** Tasks and exercises **
a) In the article on Luxembourg's EU presidency, why does Daniel Gros think Luxembourg has little scope to influence the budget debate? Answer in one to three sentences.
b) Duplicate the part of the article on Luxembourg's EU presidency between "On the diplomatic" and "during his presidency.", inclusive.

Reading passage below:

Tiny Luxembourg faces giant tasks in EU hot seat
Without the clout of a European Union heavyweight, tiny Luxembourg needs all its diplomatic skills as EU President for the next six months to broker deals on the bloc's long-term budget and overhaul fiscal discipline rules. The Grand Duchy, with a...
Without the clout of a European Union heavyweight, tiny Luxembourg needs all its diplomatic skills as EU President for the next six months to broker deals on the bloc's long-term budget and overhaul fiscal discipline rules.
The Grand Duchy, with a population of 460,000, will have to deal with heavy-hitters like Britain, France, Germany and Italy that will be pressing, some for a cap on EU spending and some for new escape clauses in the budgetary rulebook.
Size, however, is by no means a measure of how successfully a country performs as president of the 25-nation EU.
Daniel Gros, director of the Centre for European Policy Studies, points out that after Italy's failure to steer the EU to an agreement on a first Constitution last year it was a smaller member state, Ireland, that found the compromise.
"Luxembourg is not coming to this with a particular axe to grind," he said.
"It's not a question of size so much as the agenda-setting power that the presidency brings with it."
Nevertheless, Luxembourg has a heavy and difficult agenda. It will also be expected to come up with plans to revive the Lisbon Agenda, a discredited reform programme to make Europe the most competitive economy by 2010, and lead a response to the euro's growth-hobbling strength against the dollar.
Keeping member states focused on these issues may be tough given that several will be preoccupied with national elections or referendums on the constitution, which was drawn up to help the enlarged union function smoothly.
Should the Constitution treaty be rejected by even one state it will fall to Luxembourg to propose a solution to the crisis.
On the diplomatic front, the Netherlands, which hands the Presidency to Luxembourg today, open EU membership talks with Turkey.
Nevertheless, when US President George W. Bush visits Brussels in February to mend fences broken during his first administration, his EU host will be Luxembourg, which stood by Europe's fiercest opponents of the 2003 Iraq war.
Rediscovering transatlantic amity may be all the harder if, as now seems possible next year, big countries like France and Germany win their bid to lift the EU's arms embargo on China.
Luxembourg Prime Minister Jean-Claude Juncker has vowed to set the EU's 2007-2013 spending during his presidency.
But he will have to weigh a push for more by the bloc's executive commission against the demands of its six net payers - Austria, Britain, France, Germany, the Netherlands and Sweden - which want to cap the EU budget at its current level.
"The compromise which needs to be looked for will be found between the position of... the six net contributing countries and the commission's proposal. We have six months," Mr Juncker told a news conference last week But Mr Gros said there was little scope for Luxembourg to influence the budget debate.
"In the end ... those countries which do not want to pay more than will win because if they don't give in then the old budget will continue," he said.
However, Mr Juncker has made it clear he will be no pushover when it comes to reform of the pact capping budget deficits - the discredited Stability and Growth Pact. The review was triggered by a controversial decision by EU Finance Ministers in 2003 to suspend disciplinary action against France and Germany, the eurozone's two powerhouses, after they repeatedly bust the three per cent of gross domestic product limit. Mr Juncker has rejected pleas by France, Germany and Italy for certain types of spending to be excluded from deficits, and is expected to press for a more subtle interpretation of the same rules to help countries through economic downturns.

End of Reading passage.
Dataset records below:

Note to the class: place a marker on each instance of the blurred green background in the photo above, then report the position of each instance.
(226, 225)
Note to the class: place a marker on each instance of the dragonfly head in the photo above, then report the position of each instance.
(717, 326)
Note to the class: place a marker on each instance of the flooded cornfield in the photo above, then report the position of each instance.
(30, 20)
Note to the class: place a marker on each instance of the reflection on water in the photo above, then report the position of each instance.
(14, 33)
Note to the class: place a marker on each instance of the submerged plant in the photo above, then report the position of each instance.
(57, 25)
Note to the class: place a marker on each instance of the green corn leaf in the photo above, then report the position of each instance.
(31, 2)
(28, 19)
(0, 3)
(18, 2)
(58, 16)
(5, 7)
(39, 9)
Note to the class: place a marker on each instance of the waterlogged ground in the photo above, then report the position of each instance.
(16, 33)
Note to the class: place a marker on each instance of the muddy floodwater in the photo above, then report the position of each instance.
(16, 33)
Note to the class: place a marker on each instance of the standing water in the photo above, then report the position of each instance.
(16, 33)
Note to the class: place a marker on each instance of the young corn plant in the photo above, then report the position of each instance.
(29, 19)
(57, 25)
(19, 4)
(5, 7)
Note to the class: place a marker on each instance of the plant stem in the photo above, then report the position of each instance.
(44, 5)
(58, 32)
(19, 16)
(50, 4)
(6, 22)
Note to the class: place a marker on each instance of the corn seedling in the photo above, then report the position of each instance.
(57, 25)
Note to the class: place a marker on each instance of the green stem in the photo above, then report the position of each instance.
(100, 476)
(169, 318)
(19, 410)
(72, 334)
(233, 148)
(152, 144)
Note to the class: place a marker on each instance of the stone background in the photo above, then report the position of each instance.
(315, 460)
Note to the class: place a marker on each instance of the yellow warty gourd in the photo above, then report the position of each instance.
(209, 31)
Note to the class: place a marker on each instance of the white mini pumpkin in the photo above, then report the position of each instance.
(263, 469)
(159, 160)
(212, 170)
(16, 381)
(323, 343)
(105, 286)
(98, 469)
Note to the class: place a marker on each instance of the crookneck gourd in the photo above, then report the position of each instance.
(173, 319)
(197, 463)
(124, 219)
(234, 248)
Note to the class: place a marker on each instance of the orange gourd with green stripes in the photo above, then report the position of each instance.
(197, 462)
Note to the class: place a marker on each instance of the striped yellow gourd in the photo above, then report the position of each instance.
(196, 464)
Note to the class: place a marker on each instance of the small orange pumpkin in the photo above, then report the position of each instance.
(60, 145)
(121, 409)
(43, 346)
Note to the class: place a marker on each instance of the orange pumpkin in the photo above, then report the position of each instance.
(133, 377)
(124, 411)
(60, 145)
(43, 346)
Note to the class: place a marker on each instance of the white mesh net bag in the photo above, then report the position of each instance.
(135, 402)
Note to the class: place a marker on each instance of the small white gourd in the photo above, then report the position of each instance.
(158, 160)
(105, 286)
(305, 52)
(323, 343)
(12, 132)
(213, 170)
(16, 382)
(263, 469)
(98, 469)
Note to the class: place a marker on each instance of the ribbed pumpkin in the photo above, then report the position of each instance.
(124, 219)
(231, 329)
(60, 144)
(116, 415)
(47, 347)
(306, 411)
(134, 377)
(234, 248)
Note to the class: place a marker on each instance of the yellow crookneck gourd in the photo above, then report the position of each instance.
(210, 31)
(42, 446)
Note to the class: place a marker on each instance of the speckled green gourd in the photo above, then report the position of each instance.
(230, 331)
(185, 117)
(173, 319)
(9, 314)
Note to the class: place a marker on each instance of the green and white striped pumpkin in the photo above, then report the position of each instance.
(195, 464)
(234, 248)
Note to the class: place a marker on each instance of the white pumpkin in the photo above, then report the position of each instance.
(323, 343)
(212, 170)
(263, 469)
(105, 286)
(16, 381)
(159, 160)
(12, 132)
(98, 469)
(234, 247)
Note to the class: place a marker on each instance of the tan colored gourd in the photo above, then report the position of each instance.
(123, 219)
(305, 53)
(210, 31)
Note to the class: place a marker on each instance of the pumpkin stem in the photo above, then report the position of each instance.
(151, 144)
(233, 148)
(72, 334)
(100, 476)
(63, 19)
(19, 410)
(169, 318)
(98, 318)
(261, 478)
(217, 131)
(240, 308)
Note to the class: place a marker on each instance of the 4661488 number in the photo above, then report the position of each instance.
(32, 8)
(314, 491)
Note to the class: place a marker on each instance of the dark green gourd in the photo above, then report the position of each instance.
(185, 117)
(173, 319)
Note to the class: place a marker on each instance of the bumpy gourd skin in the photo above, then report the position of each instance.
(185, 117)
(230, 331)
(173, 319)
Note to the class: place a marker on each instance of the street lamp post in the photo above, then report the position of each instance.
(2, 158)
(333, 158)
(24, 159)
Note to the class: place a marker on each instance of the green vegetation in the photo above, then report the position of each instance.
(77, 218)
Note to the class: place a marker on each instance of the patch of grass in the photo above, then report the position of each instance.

End of Dataset records.

** Solutions to the tasks **
a) Gros says the countries that do not want to pay more will win in the end, because if they refuse to give in, the old budget will continue. That leaves Luxembourg little room to shape the outcome.

b)
On the diplomatic front, the Netherlands, which hands the Presidency to Luxembourg today, open EU membership talks with Turkey.
Nevertheless, when US President George W. Bush visits Brussels in February to mend fences broken during his first administration, his EU host will be Luxembourg, which stood by Europe's fiercest opponents of the 2003 Iraq war.
Rediscovering transatlantic amity may be all the harder if, as now seems possible next year, big countries like France and Germany win their bid to lift the EU's arms embargo on China.
Luxembourg Prime Minister Jean-Claude Juncker has vowed to set the EU's 2007-2013 spending during his presidency.